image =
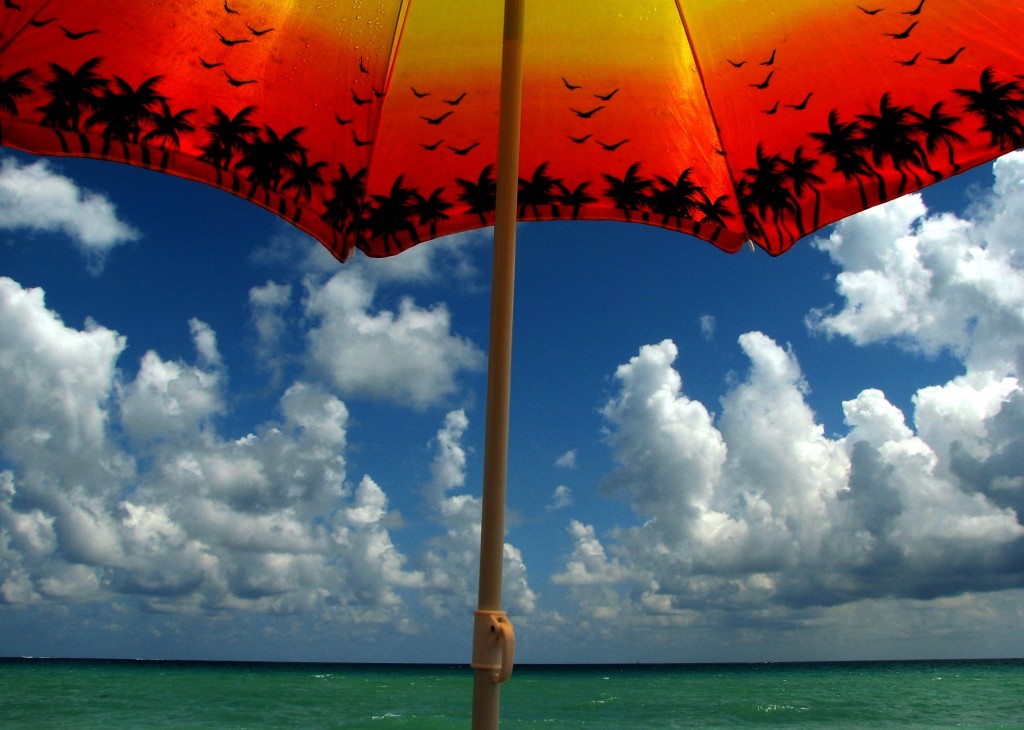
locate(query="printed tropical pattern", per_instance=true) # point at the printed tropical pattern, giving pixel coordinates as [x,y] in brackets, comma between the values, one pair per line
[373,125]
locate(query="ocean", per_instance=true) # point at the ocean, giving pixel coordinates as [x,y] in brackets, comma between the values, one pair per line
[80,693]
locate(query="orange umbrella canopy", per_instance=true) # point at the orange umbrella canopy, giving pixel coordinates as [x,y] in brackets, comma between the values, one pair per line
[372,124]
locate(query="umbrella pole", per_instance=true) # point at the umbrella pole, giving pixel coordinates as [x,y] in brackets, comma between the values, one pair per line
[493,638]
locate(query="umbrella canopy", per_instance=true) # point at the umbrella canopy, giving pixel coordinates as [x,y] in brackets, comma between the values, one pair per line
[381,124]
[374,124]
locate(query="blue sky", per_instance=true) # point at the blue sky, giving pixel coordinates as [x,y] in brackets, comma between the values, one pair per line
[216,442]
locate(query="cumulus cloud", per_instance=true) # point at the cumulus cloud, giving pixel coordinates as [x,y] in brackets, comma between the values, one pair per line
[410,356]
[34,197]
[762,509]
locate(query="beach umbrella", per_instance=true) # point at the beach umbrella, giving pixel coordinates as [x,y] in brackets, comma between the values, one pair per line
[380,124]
---
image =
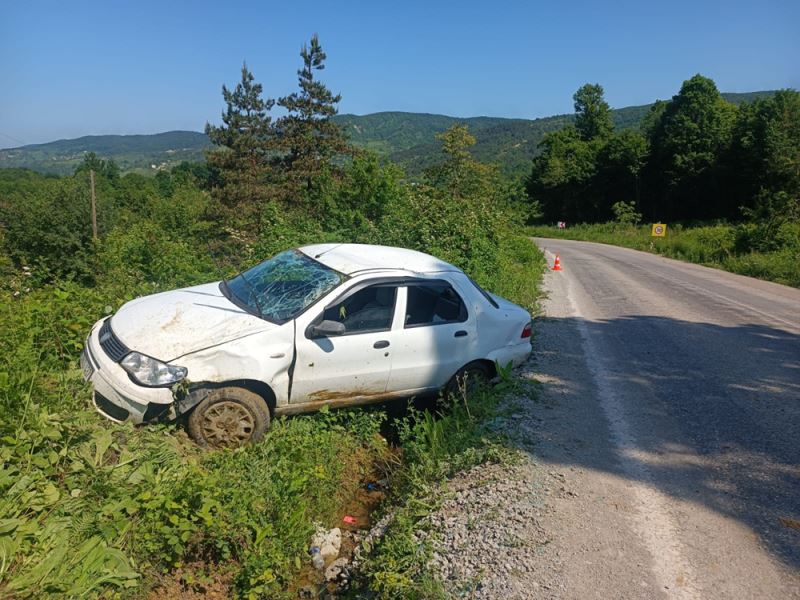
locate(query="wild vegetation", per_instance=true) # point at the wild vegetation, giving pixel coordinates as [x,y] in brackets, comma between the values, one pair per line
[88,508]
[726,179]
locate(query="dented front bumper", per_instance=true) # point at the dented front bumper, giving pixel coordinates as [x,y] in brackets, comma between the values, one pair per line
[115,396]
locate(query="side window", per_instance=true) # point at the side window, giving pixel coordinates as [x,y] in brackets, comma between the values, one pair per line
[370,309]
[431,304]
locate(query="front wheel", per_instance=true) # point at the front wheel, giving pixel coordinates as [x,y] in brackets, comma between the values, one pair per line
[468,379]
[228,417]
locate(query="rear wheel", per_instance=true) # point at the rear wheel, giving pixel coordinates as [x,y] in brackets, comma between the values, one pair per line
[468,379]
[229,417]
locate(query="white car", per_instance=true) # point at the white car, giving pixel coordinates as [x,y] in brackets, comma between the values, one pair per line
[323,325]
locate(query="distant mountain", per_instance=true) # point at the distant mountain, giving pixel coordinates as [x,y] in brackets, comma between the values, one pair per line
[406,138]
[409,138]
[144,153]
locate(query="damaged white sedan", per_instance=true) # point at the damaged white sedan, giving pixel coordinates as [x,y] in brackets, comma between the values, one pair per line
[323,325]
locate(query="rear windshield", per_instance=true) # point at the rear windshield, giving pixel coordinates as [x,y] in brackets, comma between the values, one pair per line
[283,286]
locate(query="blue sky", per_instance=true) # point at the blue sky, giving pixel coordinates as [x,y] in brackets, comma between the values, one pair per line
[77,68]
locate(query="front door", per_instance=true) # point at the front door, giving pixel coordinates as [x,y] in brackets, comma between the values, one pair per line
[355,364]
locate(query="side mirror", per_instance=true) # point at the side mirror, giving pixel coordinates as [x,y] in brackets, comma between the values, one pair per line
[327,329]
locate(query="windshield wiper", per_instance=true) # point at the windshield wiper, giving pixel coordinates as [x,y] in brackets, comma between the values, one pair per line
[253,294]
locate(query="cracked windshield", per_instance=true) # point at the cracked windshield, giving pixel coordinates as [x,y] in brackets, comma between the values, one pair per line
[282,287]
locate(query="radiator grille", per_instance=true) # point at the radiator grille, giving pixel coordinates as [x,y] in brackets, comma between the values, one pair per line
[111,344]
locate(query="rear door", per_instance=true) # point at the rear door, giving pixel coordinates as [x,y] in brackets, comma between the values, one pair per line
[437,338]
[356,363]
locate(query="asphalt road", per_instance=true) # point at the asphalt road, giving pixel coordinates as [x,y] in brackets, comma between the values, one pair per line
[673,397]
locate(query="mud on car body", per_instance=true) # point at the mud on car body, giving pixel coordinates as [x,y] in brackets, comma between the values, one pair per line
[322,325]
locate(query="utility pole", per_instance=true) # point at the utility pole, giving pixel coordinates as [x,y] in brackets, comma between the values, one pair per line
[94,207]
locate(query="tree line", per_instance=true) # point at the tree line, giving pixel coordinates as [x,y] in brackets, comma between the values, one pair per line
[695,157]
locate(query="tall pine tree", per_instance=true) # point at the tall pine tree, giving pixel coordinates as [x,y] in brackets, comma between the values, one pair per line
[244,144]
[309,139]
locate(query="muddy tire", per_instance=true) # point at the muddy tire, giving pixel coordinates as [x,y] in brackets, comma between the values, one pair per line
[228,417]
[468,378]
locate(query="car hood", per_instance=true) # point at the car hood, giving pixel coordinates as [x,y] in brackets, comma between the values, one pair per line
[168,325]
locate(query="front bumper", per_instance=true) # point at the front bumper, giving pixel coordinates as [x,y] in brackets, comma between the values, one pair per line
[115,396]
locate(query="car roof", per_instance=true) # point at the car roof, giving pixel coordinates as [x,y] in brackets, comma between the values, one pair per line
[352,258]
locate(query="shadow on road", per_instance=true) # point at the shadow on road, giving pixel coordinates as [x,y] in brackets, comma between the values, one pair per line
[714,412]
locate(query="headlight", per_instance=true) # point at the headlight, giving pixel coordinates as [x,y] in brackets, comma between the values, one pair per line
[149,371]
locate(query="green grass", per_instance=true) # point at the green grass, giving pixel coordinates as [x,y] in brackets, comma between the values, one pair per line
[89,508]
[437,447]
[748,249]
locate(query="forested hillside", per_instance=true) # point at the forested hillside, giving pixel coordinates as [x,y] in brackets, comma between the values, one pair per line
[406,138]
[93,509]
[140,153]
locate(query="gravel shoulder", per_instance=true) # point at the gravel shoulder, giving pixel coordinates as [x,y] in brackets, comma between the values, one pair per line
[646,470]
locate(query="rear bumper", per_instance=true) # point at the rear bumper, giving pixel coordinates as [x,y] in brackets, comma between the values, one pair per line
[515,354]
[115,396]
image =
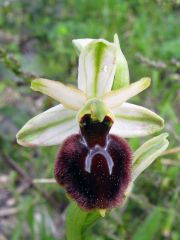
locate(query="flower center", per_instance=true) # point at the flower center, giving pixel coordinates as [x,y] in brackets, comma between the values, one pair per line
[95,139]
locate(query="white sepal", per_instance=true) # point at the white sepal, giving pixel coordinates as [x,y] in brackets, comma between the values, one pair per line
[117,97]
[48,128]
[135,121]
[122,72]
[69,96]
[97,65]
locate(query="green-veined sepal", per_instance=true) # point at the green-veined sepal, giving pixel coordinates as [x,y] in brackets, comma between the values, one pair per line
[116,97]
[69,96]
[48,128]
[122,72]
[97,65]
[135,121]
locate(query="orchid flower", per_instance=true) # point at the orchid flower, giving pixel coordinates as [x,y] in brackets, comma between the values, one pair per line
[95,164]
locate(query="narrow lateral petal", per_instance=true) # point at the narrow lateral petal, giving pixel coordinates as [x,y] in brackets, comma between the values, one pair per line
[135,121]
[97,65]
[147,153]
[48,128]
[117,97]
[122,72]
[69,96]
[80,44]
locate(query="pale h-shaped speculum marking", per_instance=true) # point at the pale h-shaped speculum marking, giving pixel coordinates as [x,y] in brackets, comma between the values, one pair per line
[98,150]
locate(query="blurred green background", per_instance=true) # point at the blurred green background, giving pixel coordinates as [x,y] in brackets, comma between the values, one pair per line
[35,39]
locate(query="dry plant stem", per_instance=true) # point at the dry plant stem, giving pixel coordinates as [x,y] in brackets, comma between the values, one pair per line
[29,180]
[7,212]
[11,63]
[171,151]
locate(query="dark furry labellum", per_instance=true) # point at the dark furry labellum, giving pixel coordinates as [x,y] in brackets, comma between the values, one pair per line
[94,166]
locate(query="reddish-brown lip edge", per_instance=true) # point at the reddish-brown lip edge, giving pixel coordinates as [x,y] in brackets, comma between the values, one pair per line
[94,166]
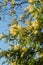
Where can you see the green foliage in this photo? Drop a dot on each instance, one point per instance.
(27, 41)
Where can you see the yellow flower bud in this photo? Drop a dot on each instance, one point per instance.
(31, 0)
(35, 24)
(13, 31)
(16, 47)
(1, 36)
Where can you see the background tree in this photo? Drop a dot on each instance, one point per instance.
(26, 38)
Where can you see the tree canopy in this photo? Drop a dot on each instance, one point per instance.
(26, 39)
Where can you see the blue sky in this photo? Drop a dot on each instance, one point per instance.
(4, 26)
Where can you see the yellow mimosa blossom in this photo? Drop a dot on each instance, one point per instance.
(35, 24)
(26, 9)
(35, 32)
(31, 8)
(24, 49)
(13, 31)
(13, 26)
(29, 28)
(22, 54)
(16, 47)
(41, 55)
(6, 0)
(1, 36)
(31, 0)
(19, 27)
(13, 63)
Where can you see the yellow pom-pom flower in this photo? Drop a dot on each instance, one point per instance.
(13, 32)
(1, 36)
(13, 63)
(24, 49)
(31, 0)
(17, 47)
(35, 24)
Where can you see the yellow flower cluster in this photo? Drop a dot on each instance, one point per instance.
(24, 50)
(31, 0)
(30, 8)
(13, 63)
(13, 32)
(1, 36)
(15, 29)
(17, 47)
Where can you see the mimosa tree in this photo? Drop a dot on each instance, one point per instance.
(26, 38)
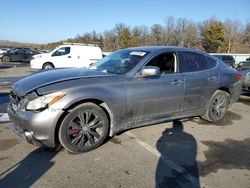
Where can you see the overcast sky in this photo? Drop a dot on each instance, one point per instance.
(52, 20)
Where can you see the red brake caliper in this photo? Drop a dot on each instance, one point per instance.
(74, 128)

▶ _EXERCISE_
Locate every line in the rows above that contains the word "wheel" and copy each one in full. Case counts.

▶ _CORRECT ANSWER_
locate(query="front wheel", per_instance=true) # point at the front wheel, giving pixel coordinates as [x,y] in brackets, comma between the values, one pair per line
locate(query="rear wheel", per_instance=true) # point at the rear wheel, giving pixel coordinates as [x,y] in brackets, comma between the values, one pair per line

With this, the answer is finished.